_Brano proposto_
Storia e testimonianze dal passato

Serdiana, la cui superificie era di oltre 16 miglia (circa 30 Kmq), viene presentata nel Dizionario degli Stati Sardi, dall’Angius-Casalis, come un paese umido e malsano a causa della vicinanza dei terreni  paludosi (Is benazzus e Is Paulis).
Infatti, si legge testualmente “...quando  l’aria non era viziata dai miasmi che la terra esalava, risultava ugualmente contaminata poiché le immondizie venivano gettate per le strade. A questo si aggiungevano le esalazioni dei cadaveri; infatti, non avendo predisposto nelle zone periferiche del paese, un camposanto (come prescritto dalla legge), i morti venivano seppelliti nel piazzale della Chiesa con poche precauzioni”
Vi era anche un altro grave problema: quello dell’acqua potabile. Risultavano infatti esserci solo due fonti perenni e distanti dall’abitato che non davano acqua potabile, per cui il Comune era costretto a rifornirsi alla fontana detta  “Funtana de Coccu de Sicci”.
Questa situazione di grave disagio del paese, fu causa di problemi per la  salute degli abitanti; le malattie più comuni in questo periodo furono: “le infiammazioni, le idropisie pettorali, le febbri stagionali e la malaria”. Coloro che si ammalavano venivano seguiti da un “flebotomo”, che era un esperto in salassi.
Scrive sempre l’Angius, che, per risolvere tutti questi problemi, i Serdianesi "non facessero nulla” 


Anche per quanto riguarda l’economia “i serdianesi non sapevano e soprattutto non capivano come coltivare le proprie terre; infatti, anche se queste  non erano adatte alla coltivazione, contiuavano a sfruttarle. Ciò significa che, ad esempio, per il periodo della vendemmia, non avendo fatto un buon raccolto, sono costretti a comprare  il vino a San Pantaleo e a Sicci”.


In quel periodo era molto diffusa la coltivazione degli alberi quali: mandorli, fichi, peri, susini e olivi.
Per quanto riguarda l’allevamento, si usavano i buoi, cavalli e asini per l’attività rurale, e molte famiglie decisero di allevare anche maiali.
Il commercio era molto limitato.


Vi erano problemi anche nel settore scolastico; la frequenza alla scuola elementare risultava scarsa.


Se a questi  fattori negativi si aggiungono  anche “le guerre, le epidemie, le invasioni delle cavallette, la siccità”, verrebbe da chiedersi come abbia fatto una Comunità così piccola, fondamentalmente agricola, a sopravvivere a tutto ciò. Forse l’attaccamento alla propria terra ha dato loro la forza di andare avanti.


Dopo che il Consiglio Comunale ebbe deliberato  l’acquisto della casa dei fratelli Piredda,  con un documento firmato da Vittorio Emanuele II in data 26 settembre 1854, Serdiana ebbe finalmente la sua sede Comunale.


Con la presenza di Don Edmondo Roberti, marchese di Castelvero (marito di Donna Luigia in Carcassona Brunengo), Serdiana mantenne, per così dire, un residuo di vincolo feudale, essendo stato Don Edmondo Roberti, consigliere comunale fino al 1876.

_Serie di esercizi_
1. Nel brano su Serdiana, in che data Vittorio Emanuele II firmò il documento con cui il paese ebbe la sua sede comunale?
2. Quali alberi il brano su Serdiana indica come molto coltivati in quel periodo? Elencali tutti.

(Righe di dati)
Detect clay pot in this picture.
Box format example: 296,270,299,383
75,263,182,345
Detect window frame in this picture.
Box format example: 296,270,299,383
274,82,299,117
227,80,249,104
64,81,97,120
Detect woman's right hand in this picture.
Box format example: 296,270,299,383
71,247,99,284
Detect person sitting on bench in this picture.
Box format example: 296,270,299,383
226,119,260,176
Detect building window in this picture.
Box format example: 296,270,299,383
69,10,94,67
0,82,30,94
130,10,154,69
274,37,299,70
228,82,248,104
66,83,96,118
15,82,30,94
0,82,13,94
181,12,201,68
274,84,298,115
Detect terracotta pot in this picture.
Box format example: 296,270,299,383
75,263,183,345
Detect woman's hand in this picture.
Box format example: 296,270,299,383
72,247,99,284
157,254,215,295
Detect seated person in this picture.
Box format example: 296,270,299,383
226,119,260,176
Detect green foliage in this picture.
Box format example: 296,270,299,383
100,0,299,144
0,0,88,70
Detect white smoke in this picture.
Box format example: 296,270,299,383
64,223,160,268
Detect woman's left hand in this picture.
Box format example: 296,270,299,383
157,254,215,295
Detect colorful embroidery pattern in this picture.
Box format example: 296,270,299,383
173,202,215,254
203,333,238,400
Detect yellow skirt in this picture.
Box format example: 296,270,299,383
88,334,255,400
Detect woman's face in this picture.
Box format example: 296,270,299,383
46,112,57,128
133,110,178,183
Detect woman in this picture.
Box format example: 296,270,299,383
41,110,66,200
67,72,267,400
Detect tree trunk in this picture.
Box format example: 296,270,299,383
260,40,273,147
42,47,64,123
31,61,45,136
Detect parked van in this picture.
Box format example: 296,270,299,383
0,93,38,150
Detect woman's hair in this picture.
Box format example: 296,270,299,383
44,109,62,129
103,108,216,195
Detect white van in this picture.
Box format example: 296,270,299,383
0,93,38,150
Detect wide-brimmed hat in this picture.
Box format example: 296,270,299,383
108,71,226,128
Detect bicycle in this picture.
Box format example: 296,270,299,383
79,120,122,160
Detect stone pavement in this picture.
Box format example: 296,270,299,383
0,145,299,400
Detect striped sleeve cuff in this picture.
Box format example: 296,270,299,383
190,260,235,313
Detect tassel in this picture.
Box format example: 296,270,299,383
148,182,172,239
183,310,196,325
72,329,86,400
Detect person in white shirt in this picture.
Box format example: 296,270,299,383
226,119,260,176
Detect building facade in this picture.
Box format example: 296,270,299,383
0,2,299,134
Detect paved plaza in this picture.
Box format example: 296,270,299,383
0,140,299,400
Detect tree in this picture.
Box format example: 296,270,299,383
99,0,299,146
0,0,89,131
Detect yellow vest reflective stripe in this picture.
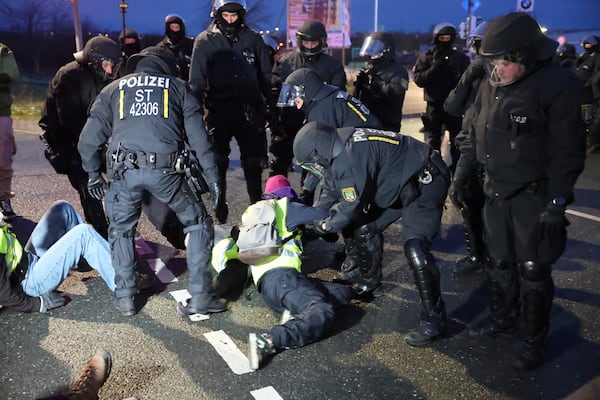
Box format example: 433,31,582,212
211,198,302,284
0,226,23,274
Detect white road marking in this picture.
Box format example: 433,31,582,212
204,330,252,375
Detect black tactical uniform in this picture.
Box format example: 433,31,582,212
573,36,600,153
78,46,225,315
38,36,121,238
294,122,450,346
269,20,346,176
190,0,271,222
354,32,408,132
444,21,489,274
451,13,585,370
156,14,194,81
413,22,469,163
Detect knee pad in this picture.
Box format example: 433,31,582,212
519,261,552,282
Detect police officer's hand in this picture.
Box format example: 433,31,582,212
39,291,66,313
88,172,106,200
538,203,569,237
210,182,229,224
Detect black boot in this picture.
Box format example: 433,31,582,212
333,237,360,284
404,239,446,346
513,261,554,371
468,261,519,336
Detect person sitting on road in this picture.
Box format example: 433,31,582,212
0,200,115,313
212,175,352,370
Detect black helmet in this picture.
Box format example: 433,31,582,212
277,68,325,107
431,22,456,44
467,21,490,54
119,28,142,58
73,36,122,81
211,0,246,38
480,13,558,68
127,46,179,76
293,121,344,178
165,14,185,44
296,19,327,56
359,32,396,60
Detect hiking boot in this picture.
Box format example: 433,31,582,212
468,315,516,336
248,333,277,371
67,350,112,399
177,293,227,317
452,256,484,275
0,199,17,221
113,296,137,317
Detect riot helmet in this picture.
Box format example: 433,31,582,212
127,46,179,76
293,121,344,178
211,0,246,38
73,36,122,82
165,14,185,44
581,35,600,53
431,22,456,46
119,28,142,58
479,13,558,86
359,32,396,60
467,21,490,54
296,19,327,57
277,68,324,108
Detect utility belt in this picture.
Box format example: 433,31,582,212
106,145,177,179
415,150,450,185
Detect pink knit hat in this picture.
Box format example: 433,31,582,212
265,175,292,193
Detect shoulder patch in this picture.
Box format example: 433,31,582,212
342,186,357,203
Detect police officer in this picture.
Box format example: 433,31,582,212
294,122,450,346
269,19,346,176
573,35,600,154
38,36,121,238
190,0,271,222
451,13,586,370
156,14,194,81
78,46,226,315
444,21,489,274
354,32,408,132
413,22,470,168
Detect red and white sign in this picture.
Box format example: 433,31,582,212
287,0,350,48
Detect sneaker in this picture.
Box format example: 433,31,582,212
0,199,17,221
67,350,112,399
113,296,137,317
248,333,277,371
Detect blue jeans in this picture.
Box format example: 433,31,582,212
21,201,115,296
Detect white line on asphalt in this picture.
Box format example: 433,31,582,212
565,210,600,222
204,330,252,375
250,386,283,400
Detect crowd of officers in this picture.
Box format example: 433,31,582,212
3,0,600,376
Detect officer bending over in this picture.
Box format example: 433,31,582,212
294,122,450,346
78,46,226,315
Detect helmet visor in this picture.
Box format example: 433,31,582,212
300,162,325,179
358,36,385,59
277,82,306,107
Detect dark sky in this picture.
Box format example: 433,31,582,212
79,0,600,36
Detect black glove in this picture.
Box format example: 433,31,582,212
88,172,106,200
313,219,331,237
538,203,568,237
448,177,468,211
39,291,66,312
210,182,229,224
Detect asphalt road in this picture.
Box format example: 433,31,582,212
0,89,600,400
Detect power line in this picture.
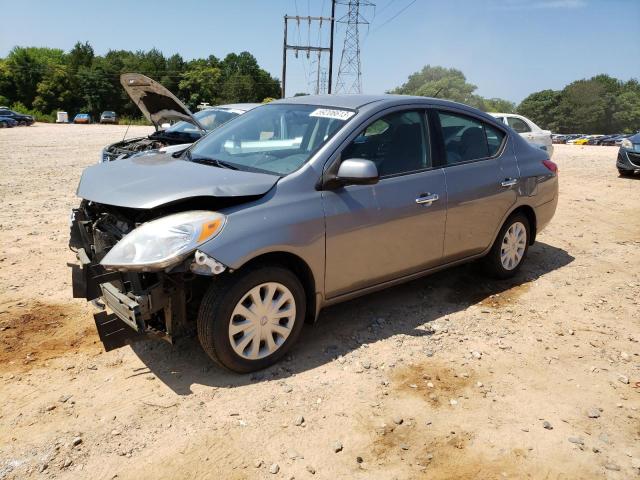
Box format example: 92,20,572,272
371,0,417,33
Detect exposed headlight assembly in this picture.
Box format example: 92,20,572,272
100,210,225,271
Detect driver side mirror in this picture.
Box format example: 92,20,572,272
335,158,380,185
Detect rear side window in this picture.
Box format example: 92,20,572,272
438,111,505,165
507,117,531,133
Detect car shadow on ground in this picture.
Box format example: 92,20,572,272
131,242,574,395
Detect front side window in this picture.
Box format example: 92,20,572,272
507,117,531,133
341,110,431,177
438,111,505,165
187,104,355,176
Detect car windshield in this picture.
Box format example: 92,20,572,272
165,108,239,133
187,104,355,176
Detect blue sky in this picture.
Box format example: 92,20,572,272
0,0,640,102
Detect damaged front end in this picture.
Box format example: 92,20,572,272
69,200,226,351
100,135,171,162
...
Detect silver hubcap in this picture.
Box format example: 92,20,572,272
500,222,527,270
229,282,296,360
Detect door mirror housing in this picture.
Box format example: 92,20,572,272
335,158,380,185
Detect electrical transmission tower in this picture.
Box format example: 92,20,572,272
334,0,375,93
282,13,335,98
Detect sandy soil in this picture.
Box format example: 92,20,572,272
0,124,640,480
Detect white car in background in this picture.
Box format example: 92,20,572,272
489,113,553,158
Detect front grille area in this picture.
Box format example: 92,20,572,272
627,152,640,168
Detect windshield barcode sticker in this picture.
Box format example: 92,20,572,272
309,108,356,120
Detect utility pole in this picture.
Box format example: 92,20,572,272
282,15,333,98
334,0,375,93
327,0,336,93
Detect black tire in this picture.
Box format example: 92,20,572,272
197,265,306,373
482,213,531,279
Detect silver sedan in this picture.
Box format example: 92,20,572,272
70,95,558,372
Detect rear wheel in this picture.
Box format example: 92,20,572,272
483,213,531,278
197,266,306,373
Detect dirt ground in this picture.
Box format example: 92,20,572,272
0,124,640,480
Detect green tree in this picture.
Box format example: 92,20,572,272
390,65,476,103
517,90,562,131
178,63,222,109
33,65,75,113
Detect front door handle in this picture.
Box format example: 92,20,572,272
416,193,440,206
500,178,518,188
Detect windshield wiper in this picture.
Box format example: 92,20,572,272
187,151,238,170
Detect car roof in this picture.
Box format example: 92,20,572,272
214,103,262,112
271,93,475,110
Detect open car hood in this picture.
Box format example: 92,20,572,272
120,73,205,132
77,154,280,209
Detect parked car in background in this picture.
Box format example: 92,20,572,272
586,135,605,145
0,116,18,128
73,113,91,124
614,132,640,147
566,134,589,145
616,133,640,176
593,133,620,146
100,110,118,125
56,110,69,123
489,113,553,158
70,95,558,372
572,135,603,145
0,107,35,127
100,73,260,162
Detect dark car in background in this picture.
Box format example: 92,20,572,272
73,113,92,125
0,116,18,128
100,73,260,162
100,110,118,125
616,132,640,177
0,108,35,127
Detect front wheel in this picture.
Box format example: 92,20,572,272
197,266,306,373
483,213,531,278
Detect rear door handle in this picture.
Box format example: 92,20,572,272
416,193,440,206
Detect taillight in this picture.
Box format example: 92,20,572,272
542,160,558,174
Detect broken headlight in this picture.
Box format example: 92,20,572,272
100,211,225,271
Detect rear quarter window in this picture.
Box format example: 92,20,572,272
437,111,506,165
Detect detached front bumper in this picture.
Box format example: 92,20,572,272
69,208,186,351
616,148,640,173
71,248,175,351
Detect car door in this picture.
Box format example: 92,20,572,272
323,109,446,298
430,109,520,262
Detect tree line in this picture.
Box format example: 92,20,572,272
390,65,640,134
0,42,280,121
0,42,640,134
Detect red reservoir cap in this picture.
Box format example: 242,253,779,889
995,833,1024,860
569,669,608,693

_Risposte per esercizio_
1. Il 26 settembre 1854.

2. Mandorli, fichi, peri, susini e olivi.